▶ _WHAT YOU NEED TO DO_
For the material below, state how many lines have the word "grass" in them, with no other words.

▶ _SUPPLIED DATA_
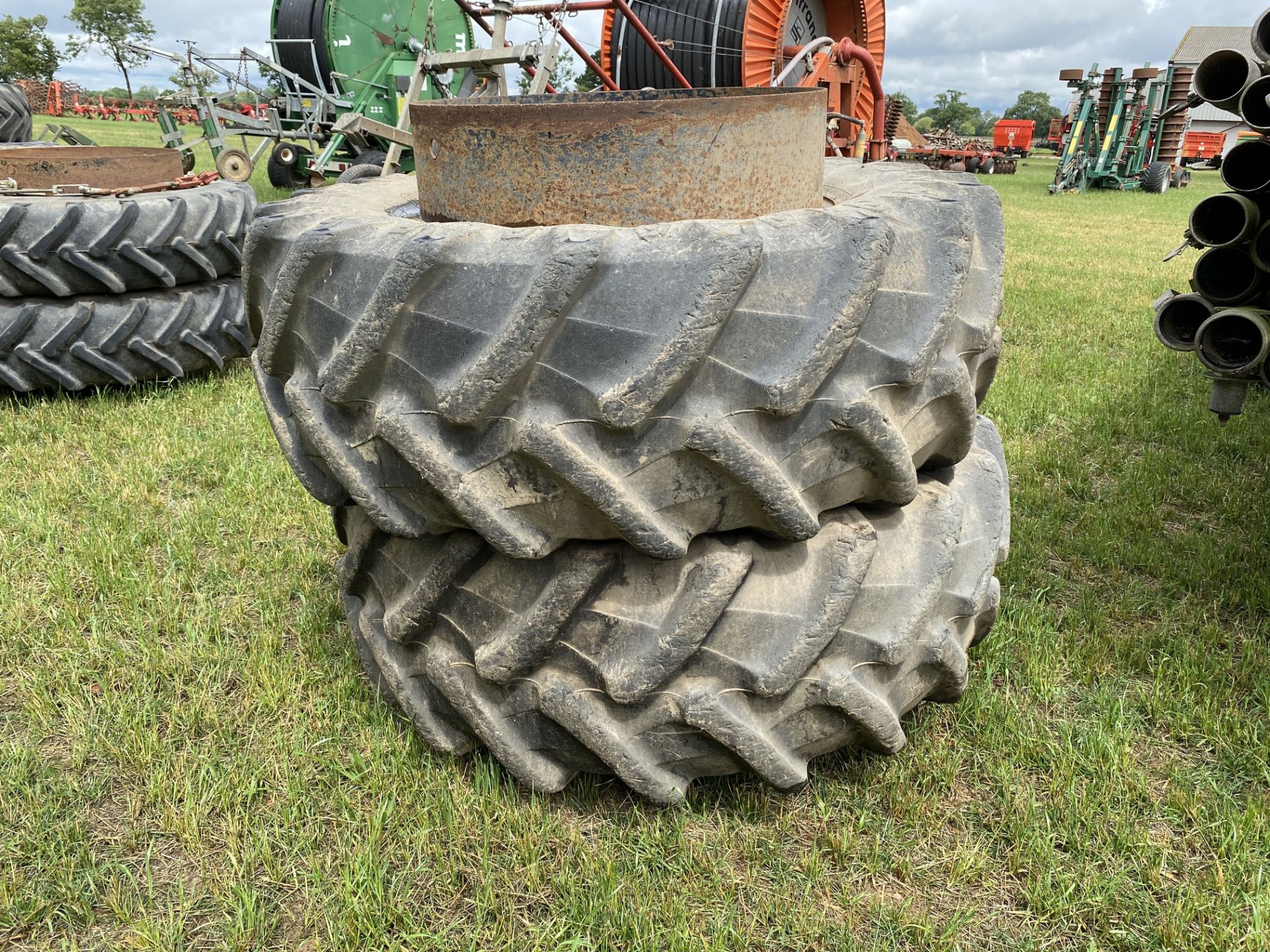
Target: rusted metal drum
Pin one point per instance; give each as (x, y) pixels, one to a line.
(628, 158)
(98, 167)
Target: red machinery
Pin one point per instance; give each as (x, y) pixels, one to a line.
(1203, 147)
(1014, 136)
(825, 44)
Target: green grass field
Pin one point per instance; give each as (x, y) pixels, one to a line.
(190, 757)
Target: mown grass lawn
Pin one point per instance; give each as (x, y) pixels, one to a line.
(190, 758)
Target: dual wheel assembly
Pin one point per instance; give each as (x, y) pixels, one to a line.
(665, 500)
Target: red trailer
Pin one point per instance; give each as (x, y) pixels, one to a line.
(1203, 147)
(1014, 136)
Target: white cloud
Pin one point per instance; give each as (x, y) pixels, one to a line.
(990, 48)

▶ _SOLUTION TO THIS TASK_
2